TESTO DI LETTURA:
Con i suoi 2 m2 di superficie, la pelle rappresenta l’organo più esteso e il primo baluardo di difesa del nostro corpo, uno scudo fisico ma non solo. Svolge infatti anche molte funzioni biochimiche mediate da vari tipi di cellule, dalla regolazione della temperatura e dell’equilibrio di acqua e sali minerali (attraverso la sudorazione) a un ruolo indiretto persino nella salute delle ossa, essendo la prima sede di produzione della vitamina D, l’ormone che regola il metabolismo del calcio e contribuisce a mantenere sano ed efficiente il sistema immunitario. 

La pelle è un vero e proprio organo che respira (assorbe ben cinque litri di ossigeno al giorno durante gli scambi gassosi con il sangue e con l’ambiente esterno!) e che “sente”, cioè percepisce un gran numero di stimoli tattili, termici e dolorosi grazie a un’abbondante distribuzione di terminazioni nervose. Non a caso, è l’organo maggiormente rappresentato a livello della corteccia cerebrale e, benché possa apparire strano, ha un’origine comune con il sistema nervoso: i melanociti, le cellule specializzate nella produzione del pigmento melanina, derivano infatti dal neuroectoderma, un tessuto primitivo dell’embrione, proprio come i neuroni.

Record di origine
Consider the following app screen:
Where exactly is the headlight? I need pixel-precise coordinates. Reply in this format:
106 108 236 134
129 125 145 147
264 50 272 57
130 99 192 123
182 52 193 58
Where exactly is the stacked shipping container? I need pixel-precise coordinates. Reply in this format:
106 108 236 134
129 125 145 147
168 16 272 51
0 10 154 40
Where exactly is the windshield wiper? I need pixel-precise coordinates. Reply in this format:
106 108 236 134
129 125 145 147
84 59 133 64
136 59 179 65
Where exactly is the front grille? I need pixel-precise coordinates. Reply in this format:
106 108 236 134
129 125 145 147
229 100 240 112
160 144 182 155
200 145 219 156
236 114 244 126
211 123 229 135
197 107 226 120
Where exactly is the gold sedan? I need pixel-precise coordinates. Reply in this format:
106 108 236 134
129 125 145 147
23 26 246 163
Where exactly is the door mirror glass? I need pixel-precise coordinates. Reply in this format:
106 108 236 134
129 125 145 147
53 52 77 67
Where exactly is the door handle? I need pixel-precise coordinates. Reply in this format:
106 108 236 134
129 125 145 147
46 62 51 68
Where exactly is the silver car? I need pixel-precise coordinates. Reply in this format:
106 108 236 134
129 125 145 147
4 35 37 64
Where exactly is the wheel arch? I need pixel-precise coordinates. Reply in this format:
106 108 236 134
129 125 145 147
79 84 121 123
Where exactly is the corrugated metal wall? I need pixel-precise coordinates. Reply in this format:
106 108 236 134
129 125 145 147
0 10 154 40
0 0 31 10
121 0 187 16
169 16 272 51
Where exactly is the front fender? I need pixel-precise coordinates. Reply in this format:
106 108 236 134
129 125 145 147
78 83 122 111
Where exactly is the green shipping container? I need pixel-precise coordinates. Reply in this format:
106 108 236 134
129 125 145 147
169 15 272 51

DOMANDE SUL TESTO:
- A) Secondo il testo sulla pelle, quanti litri di ossigeno assorbe la pelle ogni giorno?
- B) Trascrivi dal testo sulla pelle il passo che va da "La pelle è un" fino a "come i neuroni." incluso.
I record non servono per svolgere l'esercizio.

SOLUZIONI:
- A) Cinque litri.

- B)
La pelle è un vero e proprio organo che respira (assorbe ben cinque litri di ossigeno al giorno durante gli scambi gassosi con il sangue e con l’ambiente esterno!) e che “sente”, cioè percepisce un gran numero di stimoli tattili, termici e dolorosi grazie a un’abbondante distribuzione di terminazioni nervose. Non a caso, è l’organo maggiormente rappresentato a livello della corteccia cerebrale e, benché possa apparire strano, ha un’origine comune con il sistema nervoso: i melanociti, le cellule specializzate nella produzione del pigmento melanina, derivano infatti dal neuroectoderma, un tessuto primitivo dell’embrione, proprio come i neuroni.